EXTRAIT FOURNI:
══════════════════════════════

À 38 ans, il a eu envie de raconter cette étape de sa vie. «Pourquoi? Mais parce que tous les grands films de ce monde ont été faits à partir de ce genre de matériel!» lance Ricardo Trogi en riant. Et d'expliquer qu'il en était à quelque 80 pages d'un scénario quand le désir de raconter cette histoire, la sienne, s'est imposé. Si fort qu'il n'a pu lui dire non. Il a écrit 160 pages en deux semaines. Et a ensuite dû faire des choix.

Difficile. Parce qu'en général, les coupures s'imposent. «Mais un film comme celui-là est un amoncellement de détails, une accumulation de petits riens.» Rien n'est essentiel. Et tout l'est. L'obsession, par exemple, qu'il a développée pour le catalogue de Distribution aux consommateurs. Ou pour les K-ways rouges. Ou pour le groupe Kiss. Comment, alors, décider lesquels pousser sous le tapis? Ricardo Trogi a fait lire le scénario à sa soeur, elle aussi témoin de cette époque. À sa fidèle productrice, Nicole Robert. À des amis. Leurs commentaires ont été son carburant pour prendre et suivre cette route-là.

Et, entre autres, pour trouver des acteurs qui prêteraient leurs traits à ses parents. Et à lui-même. Mais il n'a pas privilégié la ressemblance physique. Plutôt, la similitude dans l'énergie.

══════════════════════════════

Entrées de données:
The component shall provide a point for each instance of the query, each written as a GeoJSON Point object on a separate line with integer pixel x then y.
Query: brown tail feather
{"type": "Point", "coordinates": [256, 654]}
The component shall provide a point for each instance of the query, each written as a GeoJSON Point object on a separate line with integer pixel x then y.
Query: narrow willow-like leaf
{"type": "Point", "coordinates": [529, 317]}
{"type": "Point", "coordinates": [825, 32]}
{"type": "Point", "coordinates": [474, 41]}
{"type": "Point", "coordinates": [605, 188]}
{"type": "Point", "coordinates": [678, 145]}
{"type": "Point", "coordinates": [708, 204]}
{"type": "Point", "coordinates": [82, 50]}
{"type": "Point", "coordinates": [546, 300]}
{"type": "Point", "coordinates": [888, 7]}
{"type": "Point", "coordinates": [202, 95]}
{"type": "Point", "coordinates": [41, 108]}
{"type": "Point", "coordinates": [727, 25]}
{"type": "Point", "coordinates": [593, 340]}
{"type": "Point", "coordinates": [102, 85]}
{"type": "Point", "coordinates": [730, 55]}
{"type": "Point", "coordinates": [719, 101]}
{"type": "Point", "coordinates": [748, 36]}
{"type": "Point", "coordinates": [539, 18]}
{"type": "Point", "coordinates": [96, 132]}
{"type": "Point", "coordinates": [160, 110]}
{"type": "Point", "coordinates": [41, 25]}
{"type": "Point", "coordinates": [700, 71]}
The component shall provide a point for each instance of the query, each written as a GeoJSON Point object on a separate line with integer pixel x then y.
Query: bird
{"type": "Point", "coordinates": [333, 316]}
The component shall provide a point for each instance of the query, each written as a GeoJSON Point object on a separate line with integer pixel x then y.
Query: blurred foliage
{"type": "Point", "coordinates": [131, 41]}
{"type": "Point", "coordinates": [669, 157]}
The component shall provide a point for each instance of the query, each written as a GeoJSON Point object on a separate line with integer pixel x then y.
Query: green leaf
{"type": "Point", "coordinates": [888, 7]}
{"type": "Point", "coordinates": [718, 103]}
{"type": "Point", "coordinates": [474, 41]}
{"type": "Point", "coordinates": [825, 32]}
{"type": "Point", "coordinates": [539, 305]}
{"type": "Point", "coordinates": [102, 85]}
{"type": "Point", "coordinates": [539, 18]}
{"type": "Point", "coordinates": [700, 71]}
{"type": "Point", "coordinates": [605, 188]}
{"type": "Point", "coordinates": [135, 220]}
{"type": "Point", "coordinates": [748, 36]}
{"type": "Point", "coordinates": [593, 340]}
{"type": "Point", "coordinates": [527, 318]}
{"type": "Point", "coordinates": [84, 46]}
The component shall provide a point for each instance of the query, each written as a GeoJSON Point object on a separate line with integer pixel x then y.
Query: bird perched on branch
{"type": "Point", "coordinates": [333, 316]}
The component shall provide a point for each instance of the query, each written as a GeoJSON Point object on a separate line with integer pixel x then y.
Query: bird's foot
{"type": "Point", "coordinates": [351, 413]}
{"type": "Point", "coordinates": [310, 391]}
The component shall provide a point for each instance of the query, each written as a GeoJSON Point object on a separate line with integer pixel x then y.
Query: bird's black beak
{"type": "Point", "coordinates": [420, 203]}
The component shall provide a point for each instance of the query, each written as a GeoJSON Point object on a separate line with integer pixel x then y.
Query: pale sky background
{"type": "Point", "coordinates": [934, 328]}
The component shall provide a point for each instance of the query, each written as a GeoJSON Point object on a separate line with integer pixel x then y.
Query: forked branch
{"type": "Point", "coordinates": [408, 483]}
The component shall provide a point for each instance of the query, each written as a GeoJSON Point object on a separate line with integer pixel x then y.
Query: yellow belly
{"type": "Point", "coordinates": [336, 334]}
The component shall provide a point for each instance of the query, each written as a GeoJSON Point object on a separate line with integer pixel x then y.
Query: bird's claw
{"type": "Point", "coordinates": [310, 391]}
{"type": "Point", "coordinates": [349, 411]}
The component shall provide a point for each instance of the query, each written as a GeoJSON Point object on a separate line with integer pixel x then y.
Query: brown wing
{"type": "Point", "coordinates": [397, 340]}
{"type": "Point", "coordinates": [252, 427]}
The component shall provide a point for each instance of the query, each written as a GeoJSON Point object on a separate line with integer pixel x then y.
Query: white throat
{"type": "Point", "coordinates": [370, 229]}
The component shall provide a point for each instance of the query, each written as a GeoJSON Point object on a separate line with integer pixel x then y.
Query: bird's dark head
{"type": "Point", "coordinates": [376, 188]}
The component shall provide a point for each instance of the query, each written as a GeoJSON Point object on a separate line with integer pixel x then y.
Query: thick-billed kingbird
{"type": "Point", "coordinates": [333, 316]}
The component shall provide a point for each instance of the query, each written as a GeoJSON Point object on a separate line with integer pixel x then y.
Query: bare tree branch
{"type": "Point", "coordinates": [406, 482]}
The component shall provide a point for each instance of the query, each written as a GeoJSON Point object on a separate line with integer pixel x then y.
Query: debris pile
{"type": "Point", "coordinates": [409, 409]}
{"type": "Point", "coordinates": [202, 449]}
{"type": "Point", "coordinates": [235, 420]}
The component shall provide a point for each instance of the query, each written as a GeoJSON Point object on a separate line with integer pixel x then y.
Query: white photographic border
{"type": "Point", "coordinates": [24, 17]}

══════════════════════════════

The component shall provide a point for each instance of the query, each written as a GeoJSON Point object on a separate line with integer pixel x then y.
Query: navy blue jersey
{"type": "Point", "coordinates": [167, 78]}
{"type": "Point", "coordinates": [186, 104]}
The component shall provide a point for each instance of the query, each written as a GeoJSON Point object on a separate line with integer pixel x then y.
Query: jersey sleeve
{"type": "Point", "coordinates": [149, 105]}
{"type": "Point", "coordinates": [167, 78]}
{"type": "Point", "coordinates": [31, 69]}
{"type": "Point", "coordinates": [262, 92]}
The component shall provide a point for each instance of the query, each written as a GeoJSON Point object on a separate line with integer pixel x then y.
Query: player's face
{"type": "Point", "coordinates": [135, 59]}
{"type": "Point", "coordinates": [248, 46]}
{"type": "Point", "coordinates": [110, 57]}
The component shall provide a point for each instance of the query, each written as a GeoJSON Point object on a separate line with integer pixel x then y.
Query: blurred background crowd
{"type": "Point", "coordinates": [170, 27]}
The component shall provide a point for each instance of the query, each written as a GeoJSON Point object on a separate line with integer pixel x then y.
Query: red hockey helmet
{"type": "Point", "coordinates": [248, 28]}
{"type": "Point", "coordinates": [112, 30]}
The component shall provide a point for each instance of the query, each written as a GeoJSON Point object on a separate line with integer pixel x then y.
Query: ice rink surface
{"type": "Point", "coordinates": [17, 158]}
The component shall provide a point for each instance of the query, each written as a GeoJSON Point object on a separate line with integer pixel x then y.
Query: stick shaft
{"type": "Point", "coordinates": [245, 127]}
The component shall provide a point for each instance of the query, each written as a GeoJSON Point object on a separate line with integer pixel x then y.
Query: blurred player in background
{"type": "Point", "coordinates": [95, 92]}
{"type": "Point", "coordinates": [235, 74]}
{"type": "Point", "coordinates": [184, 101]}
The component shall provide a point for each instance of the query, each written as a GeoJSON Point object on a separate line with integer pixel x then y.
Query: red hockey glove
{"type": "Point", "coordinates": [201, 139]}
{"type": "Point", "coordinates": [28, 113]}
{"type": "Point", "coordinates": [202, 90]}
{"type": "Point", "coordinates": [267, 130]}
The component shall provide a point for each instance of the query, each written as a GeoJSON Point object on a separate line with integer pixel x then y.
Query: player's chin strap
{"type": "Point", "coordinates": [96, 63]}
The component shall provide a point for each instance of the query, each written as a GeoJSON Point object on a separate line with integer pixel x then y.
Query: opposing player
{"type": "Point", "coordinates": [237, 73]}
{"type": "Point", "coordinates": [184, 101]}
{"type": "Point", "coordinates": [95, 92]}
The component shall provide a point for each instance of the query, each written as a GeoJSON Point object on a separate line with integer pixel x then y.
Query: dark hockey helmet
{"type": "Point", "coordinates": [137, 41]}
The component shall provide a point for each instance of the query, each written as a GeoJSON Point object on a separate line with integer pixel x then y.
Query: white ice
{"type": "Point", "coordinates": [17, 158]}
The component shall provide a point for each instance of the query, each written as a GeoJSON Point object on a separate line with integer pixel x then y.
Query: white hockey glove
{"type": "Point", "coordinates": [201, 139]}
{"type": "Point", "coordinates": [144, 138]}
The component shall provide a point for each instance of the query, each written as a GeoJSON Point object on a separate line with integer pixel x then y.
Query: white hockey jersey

══════════════════════════════

CONSIGNE A: Relevez toutes les lignes des données qui contiennent le mot "hockey".
CONSIGNE B: Poursuivez l'extrait sur Ricardo Trogi à la suite de sa dernière phrase.
L'extrait sur Ricardo Trogi et les lignes proviennent de sources différentes.

RÉPONSE A:
Query: red hockey helmet
Query: red hockey glove
Query: dark hockey helmet
Query: white hockey glove
Query: white hockey jersey

RÉPONSE B:
«Par exemple, chez moi, c'était ma mère, l'Italienne», lance-t-il. Elle s'appelle pourtant Claudette, et elle s'exprime avec un accent de la Côte-Nord que la comédienne Sandrine Bisson a fait sien. Italienne, dans sa volubilité, sa façon de donner des ordres. De mener sa famille à la baguette. «Je suis plus douce et timide, mais je peux très bien comprendre le personnage tant il est bien écrit», fait la comédienne de Québec. Le père, lui, italien dans le sang, est un homme de peu de mots... qu'incarne le très verbomoteur Claudio Colangelo. Il a passé une audition à Paris. Ça a cliqué. Le déracinement façon Benito Trogi, il a connu: «J'ai quitté l'Italie pour la France à 26 ans», indique-t-il.

Entre les deux adultes, Jean-Carl Boucher, que l'on vient de voir dans Un été sans point ni coup sûr. Là, il y a ressemblance physique avec le Ricardo Trogi de 1981. Et affinité d'esprit, indubitablement. Il faut les voir se pencher sur l'ordinateur portable pour discuter d'une réplique. Ou s'isoler pendant les pauses pour jouer une partie de... Pacman. Années 80 quand tu nous tiens! «C'est moins pire que 1969», fait le garçon qui a goûté à la dernière dans le film de Philippe Falardeau. «Là, j'avais eu un choc. Maintenant, je suis immunisé. Surtout que tout est plus hot dans les années 80... à part les vêtements. C'est un non dans les deux cas.» Du talent, de la sagesse, du goût. On l'adopte!